--- TASKS TO PERFORM ---
A – Can you echo the document indexing patent word for word, starting with "Description" and going on through "or the like."?
B – Could you rewrite the paragraph of the document indexing patent that begins "In order to retrieve an indexed document" more briefly, keeping its main facts?

A method for indexing and retrieving documents, characterized in that, in order to index a document, it comprises a combination of the following operational steps: identifying core concepts in the document by means of one or several domain-specific thesauri; identifying relationships between core concepts in the document by means of one or several relationship registers; and indexing the document on the basis of the identified core concepts and relationships.

Description

    BACKGROUND OF THE INVENTION
  • 1. Field of the Invention
  • The present invention concerns a method for indexing and retrieving documents, more particularly for indexing and retrieving documents in a digital manner, whereby by documents is meant all the data contained in text documents, sound fragments, image paste-ups or the like.
  • 2. Discussion of the Related Art
  • It is known to index text documents on the basis of their content by means of one or several so-called thesauri.
  • The text documents to be indexed are hereby textually analyzed by means of a software program which looks for what are called core concepts from one or several thesauri in the text document.
  • On the basis of the frequency and location at which the different found core concepts occur in the text document, this text document receives a certain index, in which the different core concepts are included.
  • In order to retrieve an indexed document, a user may use a known electronic search function, whereby he/she introduces a core concept, after which all documents containing this core concept are given as a result, either or not ordered on the basis of the frequency at which the core concept concerned occurs in the document.

--- DATA EXCERPTS ---
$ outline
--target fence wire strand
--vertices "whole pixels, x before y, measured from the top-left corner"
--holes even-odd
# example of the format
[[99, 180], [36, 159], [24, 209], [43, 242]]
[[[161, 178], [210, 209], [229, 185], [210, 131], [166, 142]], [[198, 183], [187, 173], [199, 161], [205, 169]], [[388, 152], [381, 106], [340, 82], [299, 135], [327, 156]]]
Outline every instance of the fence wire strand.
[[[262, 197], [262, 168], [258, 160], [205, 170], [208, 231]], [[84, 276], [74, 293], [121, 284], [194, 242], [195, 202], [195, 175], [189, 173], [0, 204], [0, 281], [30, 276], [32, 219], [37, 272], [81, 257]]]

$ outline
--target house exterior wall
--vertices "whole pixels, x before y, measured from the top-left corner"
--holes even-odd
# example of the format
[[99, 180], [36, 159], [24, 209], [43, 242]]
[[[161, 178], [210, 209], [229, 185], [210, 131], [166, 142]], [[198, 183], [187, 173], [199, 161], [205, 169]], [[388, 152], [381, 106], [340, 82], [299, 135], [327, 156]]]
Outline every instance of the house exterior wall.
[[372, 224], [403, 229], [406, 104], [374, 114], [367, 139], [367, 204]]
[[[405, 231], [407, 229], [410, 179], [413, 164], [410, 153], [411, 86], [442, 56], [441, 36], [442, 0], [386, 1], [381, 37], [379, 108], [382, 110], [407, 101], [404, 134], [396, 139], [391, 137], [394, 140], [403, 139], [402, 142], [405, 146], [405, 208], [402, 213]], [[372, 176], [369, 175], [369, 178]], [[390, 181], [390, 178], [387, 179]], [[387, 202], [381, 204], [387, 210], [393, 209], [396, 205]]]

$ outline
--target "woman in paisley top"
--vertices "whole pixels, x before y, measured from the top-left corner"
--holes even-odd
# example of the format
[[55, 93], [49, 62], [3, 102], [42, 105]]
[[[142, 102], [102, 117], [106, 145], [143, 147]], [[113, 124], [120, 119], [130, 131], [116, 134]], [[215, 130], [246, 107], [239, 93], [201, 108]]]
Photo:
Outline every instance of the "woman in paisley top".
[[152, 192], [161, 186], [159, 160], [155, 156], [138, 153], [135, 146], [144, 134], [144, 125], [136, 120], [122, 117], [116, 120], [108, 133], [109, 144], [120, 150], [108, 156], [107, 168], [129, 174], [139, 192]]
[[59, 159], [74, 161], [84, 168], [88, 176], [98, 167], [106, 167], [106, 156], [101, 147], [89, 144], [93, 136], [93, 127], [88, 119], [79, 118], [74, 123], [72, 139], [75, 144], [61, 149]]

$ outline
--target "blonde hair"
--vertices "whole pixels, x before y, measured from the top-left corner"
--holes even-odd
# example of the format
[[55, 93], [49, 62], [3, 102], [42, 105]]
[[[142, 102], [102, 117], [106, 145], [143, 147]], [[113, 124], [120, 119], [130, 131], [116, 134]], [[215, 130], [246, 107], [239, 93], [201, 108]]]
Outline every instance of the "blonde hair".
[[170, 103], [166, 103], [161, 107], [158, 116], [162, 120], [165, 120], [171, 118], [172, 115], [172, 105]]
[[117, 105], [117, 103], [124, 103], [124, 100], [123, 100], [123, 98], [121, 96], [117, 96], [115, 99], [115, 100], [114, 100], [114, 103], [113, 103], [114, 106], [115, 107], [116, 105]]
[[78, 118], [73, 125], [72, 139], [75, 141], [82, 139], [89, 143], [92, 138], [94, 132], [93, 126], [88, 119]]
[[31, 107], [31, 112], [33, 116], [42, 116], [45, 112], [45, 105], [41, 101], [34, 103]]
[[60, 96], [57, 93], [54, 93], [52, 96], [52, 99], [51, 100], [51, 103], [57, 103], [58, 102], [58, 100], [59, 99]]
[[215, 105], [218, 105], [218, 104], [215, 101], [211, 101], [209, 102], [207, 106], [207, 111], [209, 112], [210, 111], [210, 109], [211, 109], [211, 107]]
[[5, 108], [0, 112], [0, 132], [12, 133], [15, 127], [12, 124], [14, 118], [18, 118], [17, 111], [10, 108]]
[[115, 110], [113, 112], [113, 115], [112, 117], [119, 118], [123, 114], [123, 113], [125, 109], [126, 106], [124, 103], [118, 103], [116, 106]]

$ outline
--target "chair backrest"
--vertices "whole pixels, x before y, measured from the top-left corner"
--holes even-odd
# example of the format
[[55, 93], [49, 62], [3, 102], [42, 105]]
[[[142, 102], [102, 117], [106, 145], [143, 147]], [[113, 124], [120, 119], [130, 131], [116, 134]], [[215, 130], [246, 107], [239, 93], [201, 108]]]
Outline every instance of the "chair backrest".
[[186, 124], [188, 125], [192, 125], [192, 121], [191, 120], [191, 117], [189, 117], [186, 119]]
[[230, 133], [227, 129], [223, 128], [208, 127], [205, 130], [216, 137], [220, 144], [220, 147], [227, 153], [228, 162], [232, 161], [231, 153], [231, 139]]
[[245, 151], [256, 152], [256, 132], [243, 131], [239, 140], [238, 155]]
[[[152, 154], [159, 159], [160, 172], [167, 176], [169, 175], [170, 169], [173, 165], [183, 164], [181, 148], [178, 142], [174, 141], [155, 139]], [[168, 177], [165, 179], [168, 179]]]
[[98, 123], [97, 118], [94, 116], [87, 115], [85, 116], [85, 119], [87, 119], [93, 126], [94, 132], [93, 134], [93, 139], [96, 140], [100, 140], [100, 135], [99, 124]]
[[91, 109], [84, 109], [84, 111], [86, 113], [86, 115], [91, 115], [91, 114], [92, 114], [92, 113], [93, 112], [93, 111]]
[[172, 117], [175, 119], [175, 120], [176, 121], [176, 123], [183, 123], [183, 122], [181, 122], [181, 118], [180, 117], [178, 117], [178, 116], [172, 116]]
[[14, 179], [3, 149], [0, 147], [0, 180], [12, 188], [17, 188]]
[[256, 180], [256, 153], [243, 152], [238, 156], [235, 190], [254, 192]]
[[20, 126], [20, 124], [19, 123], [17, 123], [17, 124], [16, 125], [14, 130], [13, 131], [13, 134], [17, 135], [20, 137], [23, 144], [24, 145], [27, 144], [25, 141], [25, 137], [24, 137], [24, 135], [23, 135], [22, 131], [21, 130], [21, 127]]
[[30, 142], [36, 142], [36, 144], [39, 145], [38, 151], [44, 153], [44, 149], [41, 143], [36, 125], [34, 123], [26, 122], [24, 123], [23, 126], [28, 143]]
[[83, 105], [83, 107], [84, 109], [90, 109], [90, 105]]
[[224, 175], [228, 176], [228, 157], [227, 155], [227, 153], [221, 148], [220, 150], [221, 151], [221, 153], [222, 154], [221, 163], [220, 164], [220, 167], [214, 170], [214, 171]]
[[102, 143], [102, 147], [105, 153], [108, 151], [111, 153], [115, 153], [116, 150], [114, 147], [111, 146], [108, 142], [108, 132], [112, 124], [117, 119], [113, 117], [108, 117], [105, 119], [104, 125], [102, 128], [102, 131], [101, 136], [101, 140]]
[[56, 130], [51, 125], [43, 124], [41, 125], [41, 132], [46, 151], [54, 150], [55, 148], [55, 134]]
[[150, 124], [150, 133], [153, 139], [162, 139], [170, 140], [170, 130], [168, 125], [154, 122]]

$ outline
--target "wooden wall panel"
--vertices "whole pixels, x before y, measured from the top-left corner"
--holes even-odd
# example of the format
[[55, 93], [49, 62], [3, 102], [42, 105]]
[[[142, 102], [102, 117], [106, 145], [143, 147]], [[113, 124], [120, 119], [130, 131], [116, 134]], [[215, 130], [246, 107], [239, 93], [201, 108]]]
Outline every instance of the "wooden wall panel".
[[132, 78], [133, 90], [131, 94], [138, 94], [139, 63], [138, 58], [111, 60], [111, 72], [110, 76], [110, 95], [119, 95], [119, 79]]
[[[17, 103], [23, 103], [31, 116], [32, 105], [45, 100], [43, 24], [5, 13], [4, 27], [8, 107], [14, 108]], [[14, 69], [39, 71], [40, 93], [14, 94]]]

--- SOLUTIONS PER TASK ---
A –
Description

    BACKGROUND OF THE INVENTION
  • 1. Field of the Invention
  • The present invention concerns a method for indexing and retrieving documents, more particularly for indexing and retrieving documents in a digital manner, whereby by documents is meant all the data contained in text documents, sound fragments, image paste-ups or the like.

B – To retrieve an indexed document, a user enters a core concept into a known electronic search function. All documents containing that core concept are returned. They may or may not be ordered by how often the concept occurs in each document.